→ Data for this task:

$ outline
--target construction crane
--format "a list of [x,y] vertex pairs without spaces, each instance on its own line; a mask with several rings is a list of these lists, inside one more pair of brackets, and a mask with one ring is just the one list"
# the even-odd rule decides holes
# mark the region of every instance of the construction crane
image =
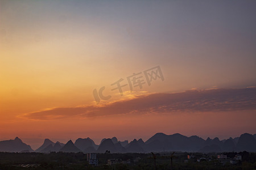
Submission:
[[172,170],[172,159],[177,158],[177,156],[174,156],[175,152],[174,152],[171,155],[169,156],[156,156],[155,154],[151,152],[152,156],[148,158],[148,159],[154,159],[154,165],[155,167],[155,170],[156,170],[156,159],[170,159],[171,160],[171,170]]

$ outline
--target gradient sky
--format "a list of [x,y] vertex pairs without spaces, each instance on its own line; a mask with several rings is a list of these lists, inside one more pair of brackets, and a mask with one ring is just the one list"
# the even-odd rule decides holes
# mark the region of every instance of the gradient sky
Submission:
[[[35,149],[46,138],[255,133],[255,6],[0,0],[0,140],[18,136]],[[111,91],[157,66],[164,80]],[[97,105],[102,86],[112,97]]]

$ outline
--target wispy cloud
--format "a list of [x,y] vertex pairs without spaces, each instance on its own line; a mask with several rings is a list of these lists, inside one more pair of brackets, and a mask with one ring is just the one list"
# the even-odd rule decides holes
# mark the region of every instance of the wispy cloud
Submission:
[[256,87],[239,89],[191,90],[183,92],[159,93],[137,96],[100,107],[89,105],[56,108],[27,113],[23,117],[36,120],[68,117],[91,117],[133,113],[174,112],[218,112],[256,109]]

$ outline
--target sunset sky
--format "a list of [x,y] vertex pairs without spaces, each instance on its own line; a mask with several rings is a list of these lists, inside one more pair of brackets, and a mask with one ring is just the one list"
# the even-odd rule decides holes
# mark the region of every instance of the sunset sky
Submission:
[[[256,133],[255,6],[0,0],[0,141]],[[149,86],[143,71],[156,66],[163,79]],[[97,104],[104,86],[111,97]]]

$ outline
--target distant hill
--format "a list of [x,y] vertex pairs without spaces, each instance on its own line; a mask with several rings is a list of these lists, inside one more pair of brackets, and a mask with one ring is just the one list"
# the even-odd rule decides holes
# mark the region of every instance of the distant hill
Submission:
[[51,141],[50,139],[45,139],[43,144],[35,151],[36,152],[41,152],[42,150],[45,149],[46,147],[48,147],[49,145],[52,145],[53,146],[54,144],[55,144],[54,142]]
[[0,152],[32,152],[30,146],[23,143],[18,137],[14,140],[0,141]]
[[75,146],[74,143],[71,140],[68,141],[63,147],[61,147],[59,151],[63,152],[75,152],[75,153],[82,152],[82,151],[81,151],[76,146]]
[[[86,152],[88,148],[93,147],[95,150],[98,148],[98,146],[95,144],[94,142],[89,138],[82,139],[79,138],[75,142],[76,146],[80,150]],[[91,149],[89,149],[90,150]]]
[[[35,152],[48,153],[50,152],[66,152],[84,153],[105,153],[110,151],[111,153],[137,152],[164,151],[188,152],[256,152],[255,134],[245,133],[240,137],[229,138],[220,141],[218,138],[213,139],[208,138],[204,140],[193,135],[189,137],[179,133],[167,135],[162,133],[156,133],[144,142],[142,139],[134,139],[130,143],[128,141],[118,141],[116,137],[102,139],[98,146],[90,139],[79,138],[75,144],[71,141],[66,144],[57,142],[56,143],[49,139],[46,139],[43,144]],[[0,141],[0,151],[2,152],[32,152],[29,145],[22,142],[16,137],[14,140]]]

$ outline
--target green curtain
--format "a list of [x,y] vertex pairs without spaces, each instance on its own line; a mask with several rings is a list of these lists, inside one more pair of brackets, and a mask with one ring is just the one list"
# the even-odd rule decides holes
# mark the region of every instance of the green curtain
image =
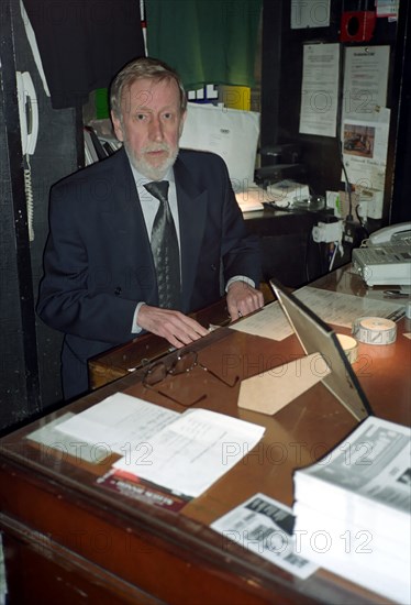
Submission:
[[186,89],[255,85],[263,0],[146,0],[148,56],[168,63]]

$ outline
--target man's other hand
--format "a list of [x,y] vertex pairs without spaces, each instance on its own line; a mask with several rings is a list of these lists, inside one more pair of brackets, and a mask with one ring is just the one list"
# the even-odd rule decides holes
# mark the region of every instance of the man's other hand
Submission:
[[180,311],[160,309],[143,305],[138,310],[137,322],[143,330],[163,337],[176,349],[190,344],[209,333],[198,321]]
[[264,296],[260,290],[253,288],[245,282],[233,282],[227,290],[226,302],[229,315],[234,321],[238,317],[252,314],[264,306]]

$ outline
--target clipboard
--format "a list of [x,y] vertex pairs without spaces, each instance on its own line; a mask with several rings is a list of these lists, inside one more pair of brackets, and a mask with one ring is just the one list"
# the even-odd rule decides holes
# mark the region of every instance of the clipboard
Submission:
[[[362,421],[373,415],[371,406],[335,332],[292,294],[286,294],[279,282],[270,279],[270,286],[306,352],[307,358],[301,360],[301,367],[306,374],[301,381],[293,381],[293,385],[290,385],[289,378],[284,381],[282,385],[277,378],[274,382],[269,372],[248,378],[241,385],[238,406],[264,414],[275,414],[321,381],[356,420]],[[322,358],[329,370],[322,372],[322,375],[318,373],[318,380],[310,363],[315,355]],[[258,392],[255,392],[257,385]]]

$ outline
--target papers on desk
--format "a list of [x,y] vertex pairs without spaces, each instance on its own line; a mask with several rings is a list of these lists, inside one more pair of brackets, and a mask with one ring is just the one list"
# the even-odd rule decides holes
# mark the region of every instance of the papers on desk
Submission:
[[407,605],[410,443],[409,428],[368,417],[331,454],[296,472],[293,507],[302,557]]
[[114,469],[197,497],[260,440],[264,427],[207,409],[189,409],[149,440],[142,460],[131,451]]
[[[309,309],[313,309],[325,323],[344,328],[352,328],[353,322],[364,316],[395,318],[404,308],[403,304],[392,300],[354,296],[312,286],[304,286],[293,294]],[[259,312],[236,321],[230,328],[278,341],[292,334],[292,329],[277,301],[269,302]]]
[[123,455],[113,465],[122,476],[196,497],[244,458],[265,428],[207,409],[178,414],[116,393],[55,430]]
[[104,446],[108,455],[124,454],[138,451],[142,443],[178,417],[177,411],[115,393],[56,429],[78,441]]
[[[297,553],[292,510],[265,494],[256,494],[211,524],[227,540],[240,543],[275,565],[306,580],[318,565]],[[227,548],[227,546],[225,546]]]

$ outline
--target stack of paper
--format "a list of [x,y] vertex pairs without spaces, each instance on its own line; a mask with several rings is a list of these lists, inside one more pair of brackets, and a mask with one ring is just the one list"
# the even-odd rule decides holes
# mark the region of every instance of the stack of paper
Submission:
[[265,428],[208,409],[184,414],[115,393],[56,427],[73,441],[123,455],[114,465],[188,498],[197,497],[260,440]]
[[276,206],[288,208],[302,201],[309,201],[310,189],[308,185],[286,179],[268,185],[267,196]]
[[398,603],[410,603],[409,428],[368,417],[295,476],[299,553]]

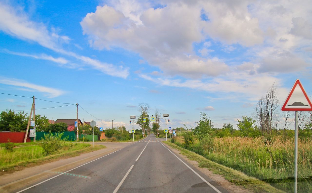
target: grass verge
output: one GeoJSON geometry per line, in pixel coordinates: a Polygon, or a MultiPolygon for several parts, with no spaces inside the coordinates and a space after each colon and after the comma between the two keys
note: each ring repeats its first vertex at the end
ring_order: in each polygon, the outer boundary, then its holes
{"type": "Polygon", "coordinates": [[[65,157],[75,157],[106,147],[100,145],[95,145],[93,147],[86,143],[73,144],[76,144],[70,148],[65,147],[57,153],[47,156],[43,153],[42,148],[38,145],[15,148],[12,152],[3,149],[0,149],[0,175],[22,170],[25,167],[51,162],[65,157]]]}
{"type": "Polygon", "coordinates": [[[180,151],[189,159],[197,161],[200,167],[208,169],[213,173],[221,175],[226,180],[235,185],[242,186],[255,192],[259,193],[285,193],[269,184],[242,172],[223,166],[209,160],[196,153],[182,148],[169,141],[163,143],[180,151]]]}

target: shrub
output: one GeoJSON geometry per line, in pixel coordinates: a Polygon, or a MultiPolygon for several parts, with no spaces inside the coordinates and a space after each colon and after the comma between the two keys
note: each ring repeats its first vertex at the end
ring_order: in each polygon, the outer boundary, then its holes
{"type": "Polygon", "coordinates": [[[44,135],[45,139],[41,138],[41,145],[46,155],[51,155],[56,153],[64,146],[65,140],[68,138],[68,136],[62,140],[63,134],[63,133],[56,133],[55,135],[50,133],[44,135]]]}
{"type": "Polygon", "coordinates": [[[186,148],[188,148],[194,143],[195,137],[192,131],[185,132],[183,134],[183,140],[186,148]]]}
{"type": "Polygon", "coordinates": [[[15,147],[14,144],[10,142],[10,139],[7,140],[7,142],[4,144],[4,148],[7,151],[12,152],[13,151],[14,148],[15,147]]]}

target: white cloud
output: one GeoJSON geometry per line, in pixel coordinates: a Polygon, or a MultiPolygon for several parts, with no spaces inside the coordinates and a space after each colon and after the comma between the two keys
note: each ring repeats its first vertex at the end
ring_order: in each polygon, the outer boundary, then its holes
{"type": "Polygon", "coordinates": [[[48,98],[56,97],[66,93],[61,90],[32,84],[22,80],[14,78],[0,77],[0,83],[18,87],[19,89],[30,89],[35,91],[43,93],[44,96],[48,98]]]}
{"type": "Polygon", "coordinates": [[[123,78],[128,75],[128,68],[116,67],[64,50],[61,48],[61,44],[68,42],[70,40],[69,37],[58,35],[54,28],[50,31],[43,24],[31,21],[21,11],[22,9],[0,2],[0,30],[22,40],[36,42],[56,52],[74,57],[105,73],[123,78]]]}
{"type": "Polygon", "coordinates": [[[68,60],[65,59],[64,58],[54,58],[51,56],[49,56],[44,54],[42,54],[40,55],[33,55],[28,54],[25,53],[21,53],[20,52],[12,52],[6,49],[4,50],[6,52],[10,54],[16,55],[21,56],[26,56],[27,57],[31,57],[34,58],[38,59],[42,59],[50,60],[52,62],[54,62],[56,63],[62,64],[65,64],[68,63],[69,61],[68,60]]]}

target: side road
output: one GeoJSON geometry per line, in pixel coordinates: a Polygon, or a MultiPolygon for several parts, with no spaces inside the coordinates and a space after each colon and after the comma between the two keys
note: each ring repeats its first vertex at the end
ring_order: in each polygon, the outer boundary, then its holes
{"type": "Polygon", "coordinates": [[[43,181],[55,176],[56,172],[64,172],[137,143],[97,142],[95,144],[105,145],[106,148],[2,175],[0,176],[0,192],[13,192],[15,190],[34,184],[39,180],[43,181]]]}

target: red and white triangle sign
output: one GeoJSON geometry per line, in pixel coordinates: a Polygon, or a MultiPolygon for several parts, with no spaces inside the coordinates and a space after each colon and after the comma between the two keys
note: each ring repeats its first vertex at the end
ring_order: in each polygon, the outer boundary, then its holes
{"type": "Polygon", "coordinates": [[[283,111],[312,111],[312,104],[301,83],[297,79],[282,106],[283,111]]]}

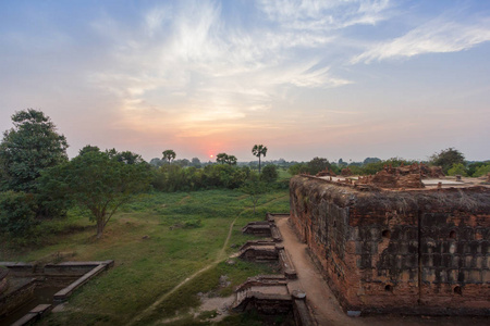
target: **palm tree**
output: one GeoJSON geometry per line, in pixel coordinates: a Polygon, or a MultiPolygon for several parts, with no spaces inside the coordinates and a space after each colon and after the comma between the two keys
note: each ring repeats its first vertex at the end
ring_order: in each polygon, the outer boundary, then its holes
{"type": "Polygon", "coordinates": [[[252,149],[252,153],[257,158],[259,158],[259,174],[260,174],[260,156],[266,158],[267,147],[265,147],[264,145],[256,145],[252,149]]]}
{"type": "Polygon", "coordinates": [[[169,161],[169,164],[170,164],[170,161],[172,161],[176,156],[176,154],[173,150],[166,150],[162,152],[162,154],[163,154],[163,160],[169,161]]]}

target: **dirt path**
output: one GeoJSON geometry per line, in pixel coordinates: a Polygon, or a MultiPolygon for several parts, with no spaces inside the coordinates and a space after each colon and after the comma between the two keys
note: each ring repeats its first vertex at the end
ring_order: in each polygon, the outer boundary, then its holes
{"type": "Polygon", "coordinates": [[[364,325],[359,319],[347,317],[321,275],[315,269],[306,254],[306,244],[299,242],[287,217],[277,217],[284,248],[287,250],[297,273],[297,279],[289,283],[290,291],[303,290],[318,325],[364,325]]]}
{"type": "Polygon", "coordinates": [[[233,231],[233,226],[235,225],[236,220],[240,217],[240,215],[242,215],[242,213],[240,213],[238,215],[236,215],[236,217],[233,220],[233,222],[230,224],[230,228],[228,230],[228,236],[226,239],[224,240],[223,247],[221,248],[220,252],[218,253],[216,260],[210,263],[209,265],[203,267],[201,269],[197,271],[196,273],[194,273],[193,275],[191,275],[189,277],[185,278],[183,281],[181,281],[180,284],[177,284],[173,289],[171,289],[170,291],[163,293],[160,298],[158,298],[154,303],[151,303],[150,306],[148,306],[146,310],[144,310],[142,313],[139,313],[138,315],[136,315],[130,323],[127,323],[127,326],[134,325],[137,322],[140,322],[144,317],[146,317],[147,315],[151,314],[157,306],[163,302],[167,298],[169,298],[170,296],[172,296],[172,293],[174,293],[176,290],[179,290],[183,285],[185,285],[187,281],[194,279],[196,276],[203,274],[204,272],[208,271],[209,268],[218,265],[219,262],[221,262],[224,258],[225,258],[225,253],[226,253],[226,247],[228,243],[230,242],[230,238],[233,231]]]}
{"type": "Polygon", "coordinates": [[[287,250],[297,273],[297,279],[289,284],[290,291],[303,290],[318,325],[329,326],[420,326],[420,325],[489,325],[487,317],[448,317],[448,316],[400,316],[377,315],[367,317],[348,317],[340,308],[334,294],[327,286],[306,253],[306,244],[294,234],[289,217],[275,217],[281,230],[284,248],[287,250]]]}

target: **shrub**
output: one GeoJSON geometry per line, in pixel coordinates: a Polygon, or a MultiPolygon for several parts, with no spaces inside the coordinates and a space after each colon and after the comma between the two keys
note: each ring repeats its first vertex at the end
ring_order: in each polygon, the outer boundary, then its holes
{"type": "Polygon", "coordinates": [[[36,221],[36,200],[32,193],[0,193],[0,230],[14,237],[28,237],[36,221]]]}

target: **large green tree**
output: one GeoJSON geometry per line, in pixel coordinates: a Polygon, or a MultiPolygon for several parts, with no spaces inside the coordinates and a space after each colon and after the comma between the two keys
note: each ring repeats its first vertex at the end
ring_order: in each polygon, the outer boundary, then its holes
{"type": "Polygon", "coordinates": [[[68,161],[66,138],[41,111],[15,112],[12,122],[0,143],[0,188],[35,192],[42,170],[68,161]]]}
{"type": "Polygon", "coordinates": [[[259,174],[260,174],[260,156],[264,156],[264,158],[266,156],[266,154],[267,154],[267,147],[265,147],[264,145],[256,145],[252,149],[252,153],[254,155],[256,155],[257,158],[259,158],[259,174]]]}
{"type": "Polygon", "coordinates": [[[39,187],[86,211],[97,223],[97,238],[100,238],[115,211],[149,186],[148,164],[130,164],[110,152],[85,152],[42,173],[39,187]]]}

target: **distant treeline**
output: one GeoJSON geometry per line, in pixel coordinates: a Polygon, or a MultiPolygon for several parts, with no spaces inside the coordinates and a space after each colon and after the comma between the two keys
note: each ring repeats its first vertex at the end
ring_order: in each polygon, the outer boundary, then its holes
{"type": "Polygon", "coordinates": [[[260,180],[271,187],[287,188],[287,180],[278,183],[278,167],[268,164],[260,175],[248,166],[206,164],[204,167],[167,163],[152,168],[151,186],[158,191],[193,191],[207,189],[236,189],[247,180],[260,180]]]}

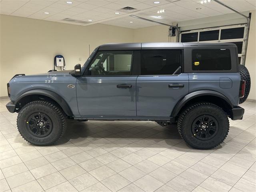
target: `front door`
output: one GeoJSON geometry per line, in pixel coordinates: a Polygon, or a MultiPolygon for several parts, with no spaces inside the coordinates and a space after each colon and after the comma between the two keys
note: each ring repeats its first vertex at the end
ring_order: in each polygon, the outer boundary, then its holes
{"type": "Polygon", "coordinates": [[[136,116],[132,51],[99,51],[76,82],[82,116],[136,116]]]}
{"type": "Polygon", "coordinates": [[[188,74],[182,73],[182,50],[142,50],[137,79],[137,115],[170,117],[188,93],[188,74]]]}

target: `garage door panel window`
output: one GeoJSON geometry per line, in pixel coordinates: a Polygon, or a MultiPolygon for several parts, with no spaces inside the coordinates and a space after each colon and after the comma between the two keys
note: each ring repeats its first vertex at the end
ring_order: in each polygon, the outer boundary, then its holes
{"type": "Polygon", "coordinates": [[[234,43],[237,46],[239,63],[242,64],[244,61],[244,56],[246,51],[245,45],[247,40],[245,37],[248,31],[247,26],[246,24],[193,30],[182,32],[179,40],[182,42],[234,43]],[[196,39],[197,34],[198,38],[196,39]]]}
{"type": "Polygon", "coordinates": [[[220,40],[242,39],[244,38],[244,27],[222,29],[220,40]]]}
{"type": "Polygon", "coordinates": [[[133,51],[99,52],[89,68],[95,76],[131,75],[133,51]]]}
{"type": "Polygon", "coordinates": [[[184,43],[196,42],[197,41],[198,36],[198,32],[183,34],[181,36],[181,42],[184,43]]]}
{"type": "Polygon", "coordinates": [[[218,40],[219,39],[219,30],[200,32],[199,34],[199,41],[218,40]]]}
{"type": "Polygon", "coordinates": [[[181,66],[181,50],[145,50],[142,56],[142,75],[172,75],[181,66]]]}
{"type": "Polygon", "coordinates": [[[195,49],[192,51],[192,69],[220,71],[231,69],[230,52],[228,49],[195,49]]]}

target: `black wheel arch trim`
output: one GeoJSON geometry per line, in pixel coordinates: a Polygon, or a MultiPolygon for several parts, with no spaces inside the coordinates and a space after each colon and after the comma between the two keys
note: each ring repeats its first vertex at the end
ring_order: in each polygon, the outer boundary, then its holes
{"type": "Polygon", "coordinates": [[[174,109],[172,110],[171,114],[171,117],[175,117],[177,116],[182,108],[185,106],[188,102],[192,99],[200,96],[206,95],[216,96],[221,98],[224,100],[230,106],[231,108],[234,108],[234,105],[232,104],[232,103],[231,103],[229,99],[220,93],[210,90],[196,91],[188,94],[178,102],[174,107],[174,109]]]}
{"type": "Polygon", "coordinates": [[[28,91],[20,95],[14,102],[16,104],[22,98],[28,95],[39,95],[46,96],[54,100],[62,108],[62,110],[68,116],[73,116],[73,113],[71,111],[69,106],[64,99],[54,92],[48,90],[43,89],[34,89],[28,91]]]}

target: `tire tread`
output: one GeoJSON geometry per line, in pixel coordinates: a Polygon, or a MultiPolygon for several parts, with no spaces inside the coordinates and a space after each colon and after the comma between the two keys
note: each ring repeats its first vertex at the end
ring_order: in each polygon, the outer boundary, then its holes
{"type": "Polygon", "coordinates": [[[58,106],[55,105],[54,104],[50,102],[49,102],[47,101],[44,101],[42,100],[37,100],[35,101],[32,101],[30,103],[27,104],[25,105],[19,113],[18,114],[18,117],[17,118],[17,127],[18,128],[18,131],[19,133],[21,135],[22,137],[27,142],[35,145],[38,146],[46,146],[48,145],[50,145],[51,144],[52,144],[56,142],[57,141],[58,141],[63,135],[64,133],[65,133],[66,130],[66,129],[67,127],[67,124],[66,124],[66,119],[67,119],[67,116],[65,114],[65,113],[62,111],[62,110],[59,108],[58,106]],[[18,120],[20,117],[22,115],[23,113],[26,112],[24,110],[22,110],[23,109],[25,109],[26,107],[29,106],[31,105],[37,105],[39,104],[41,105],[43,105],[44,106],[46,106],[46,107],[48,107],[50,110],[55,110],[56,112],[57,112],[57,114],[60,116],[60,118],[61,119],[61,120],[62,122],[62,125],[61,126],[62,131],[61,133],[60,134],[59,137],[58,138],[58,139],[54,141],[52,141],[51,142],[48,143],[47,144],[39,144],[38,143],[36,143],[33,142],[31,142],[29,141],[26,137],[24,136],[21,133],[20,130],[19,129],[20,126],[20,122],[18,120]]]}

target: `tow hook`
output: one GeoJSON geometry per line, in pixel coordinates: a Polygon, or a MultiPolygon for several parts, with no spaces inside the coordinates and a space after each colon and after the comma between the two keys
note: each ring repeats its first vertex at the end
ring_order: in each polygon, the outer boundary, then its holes
{"type": "Polygon", "coordinates": [[[156,121],[157,123],[162,127],[165,127],[167,125],[167,121],[156,121]]]}

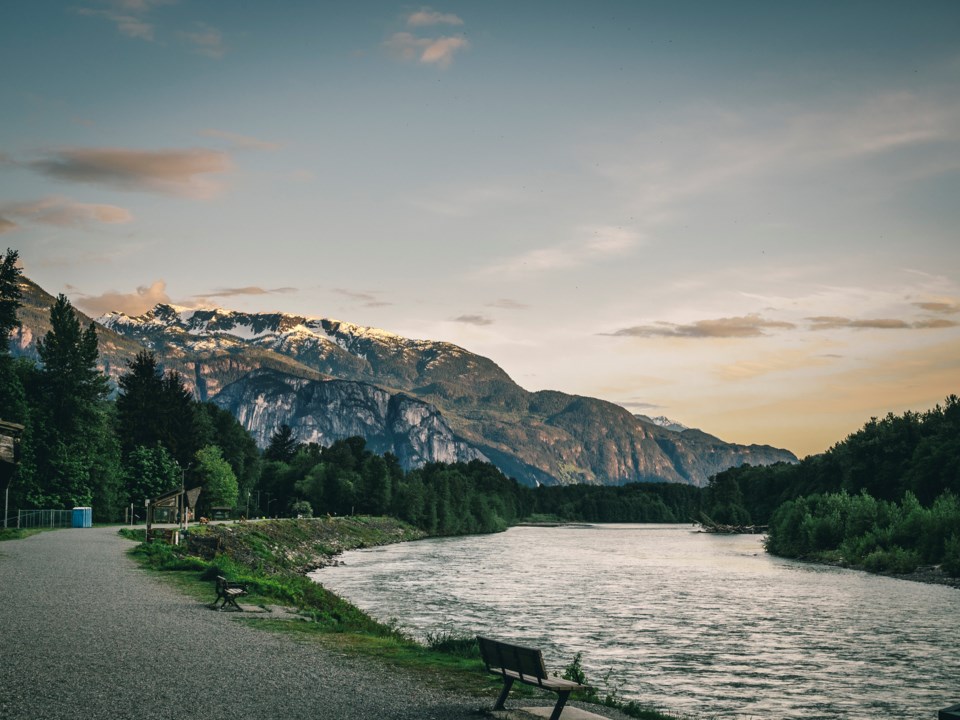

→ Exercise: Extract every line from the rows above that contains the string "hill", matching case exactly.

→ Solved problem:
--target distant hill
# mark the region of every instance of the distant hill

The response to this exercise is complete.